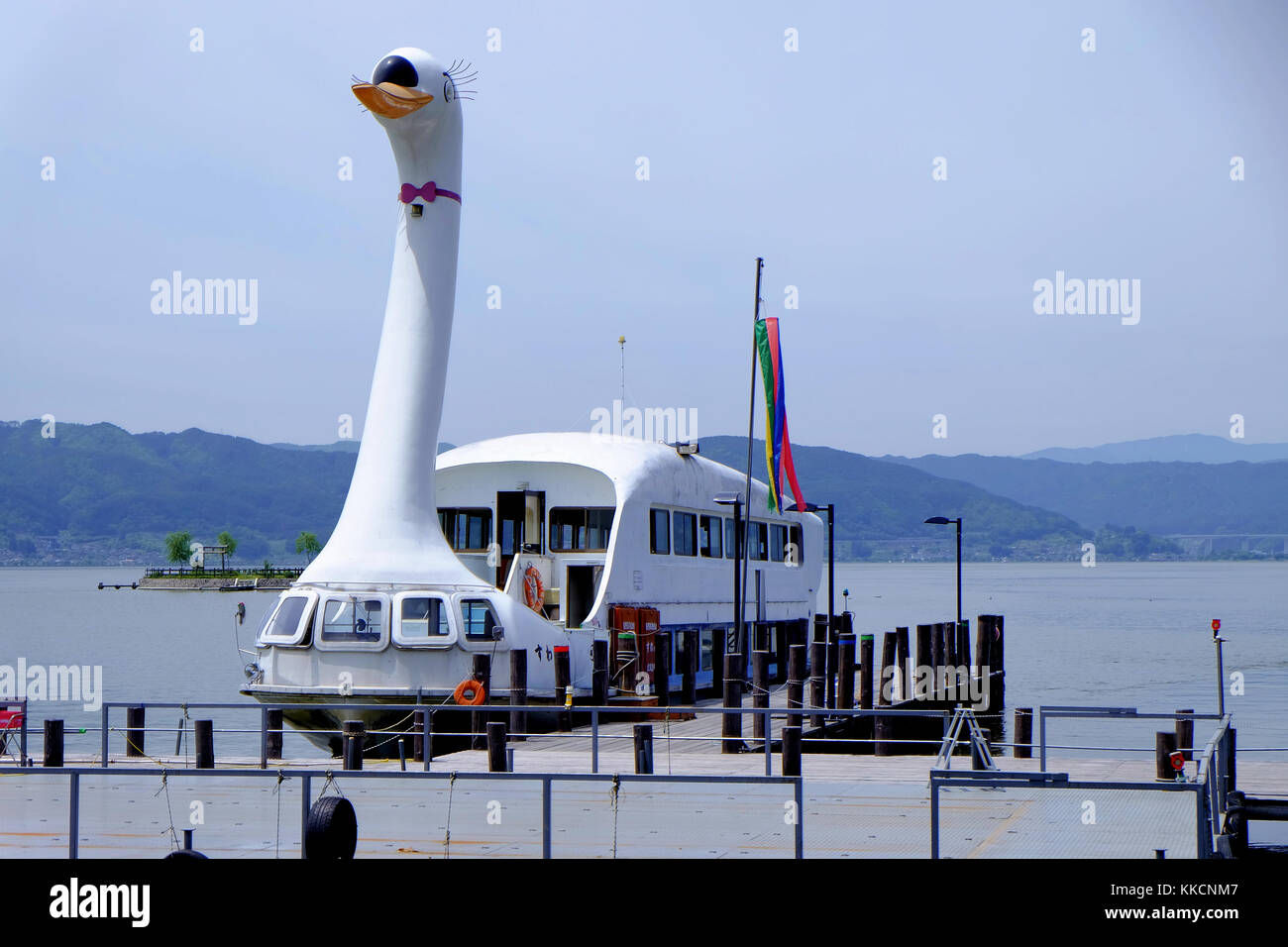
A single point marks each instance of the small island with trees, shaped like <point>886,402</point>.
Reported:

...

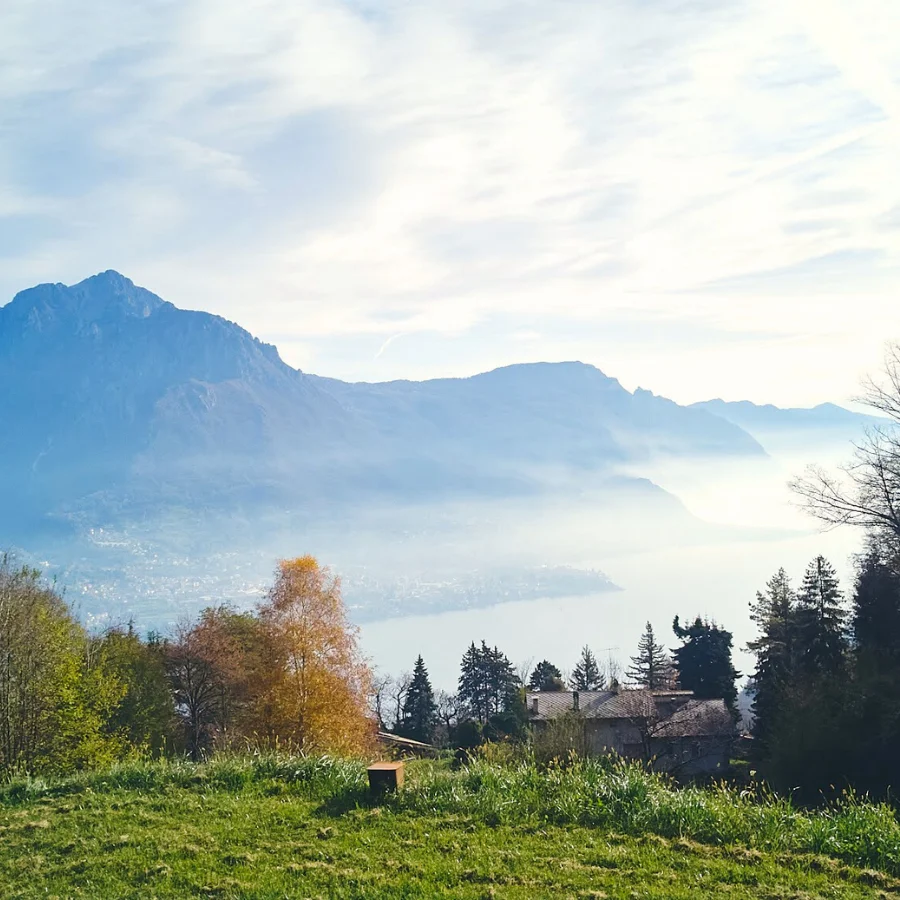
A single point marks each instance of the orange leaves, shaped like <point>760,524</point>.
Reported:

==

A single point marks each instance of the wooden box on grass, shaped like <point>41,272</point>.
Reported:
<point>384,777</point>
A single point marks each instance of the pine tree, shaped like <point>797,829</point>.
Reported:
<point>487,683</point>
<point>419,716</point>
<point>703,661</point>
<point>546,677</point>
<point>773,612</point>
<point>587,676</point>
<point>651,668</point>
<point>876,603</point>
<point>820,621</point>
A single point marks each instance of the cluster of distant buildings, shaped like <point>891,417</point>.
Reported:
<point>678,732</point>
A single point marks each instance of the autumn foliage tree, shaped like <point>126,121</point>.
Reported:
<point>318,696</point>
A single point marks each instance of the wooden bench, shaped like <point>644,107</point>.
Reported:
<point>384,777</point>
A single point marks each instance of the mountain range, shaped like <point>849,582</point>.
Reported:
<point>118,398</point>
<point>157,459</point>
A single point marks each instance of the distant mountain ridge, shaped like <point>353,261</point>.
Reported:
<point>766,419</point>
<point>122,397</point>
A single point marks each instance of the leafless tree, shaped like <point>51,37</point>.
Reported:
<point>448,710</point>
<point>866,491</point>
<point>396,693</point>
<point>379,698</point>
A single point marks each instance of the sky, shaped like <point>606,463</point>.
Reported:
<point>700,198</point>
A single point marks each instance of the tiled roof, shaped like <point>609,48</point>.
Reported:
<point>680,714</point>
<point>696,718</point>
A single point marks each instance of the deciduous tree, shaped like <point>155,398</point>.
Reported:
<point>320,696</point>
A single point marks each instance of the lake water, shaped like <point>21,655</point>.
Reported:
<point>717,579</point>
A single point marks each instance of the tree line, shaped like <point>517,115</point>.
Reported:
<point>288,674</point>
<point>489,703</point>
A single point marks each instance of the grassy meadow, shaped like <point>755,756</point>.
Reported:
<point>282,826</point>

» What is asked
Reproduce verbatim the lines of the data above, starting at the line that contains "A single point marks each instance of the cluster" and ending at the line that contains "<point>700,198</point>", with both of those lines included.

» Response
A single point marks each instance of the cluster of distant buildings, shaped like <point>891,417</point>.
Reported:
<point>678,732</point>
A single point marks each instance of the autumn foliage tree, shaped like <point>126,121</point>.
Reported:
<point>318,696</point>
A single point marks each instance of the wooden bench, shaped like <point>644,107</point>.
Reported:
<point>384,777</point>
A single point marks each instance of the mountain range, shaped like <point>849,582</point>.
Reported:
<point>118,398</point>
<point>157,459</point>
A single point marks each instance of the distant mountain ridge, shaped like <point>353,261</point>.
Reported:
<point>766,419</point>
<point>122,397</point>
A single point marks each instance of the leafless tree, shaped like <point>51,37</point>.
Reported:
<point>448,710</point>
<point>866,491</point>
<point>396,693</point>
<point>379,698</point>
A single point marks each instance of the sky, shaped like <point>606,463</point>.
Reported:
<point>700,198</point>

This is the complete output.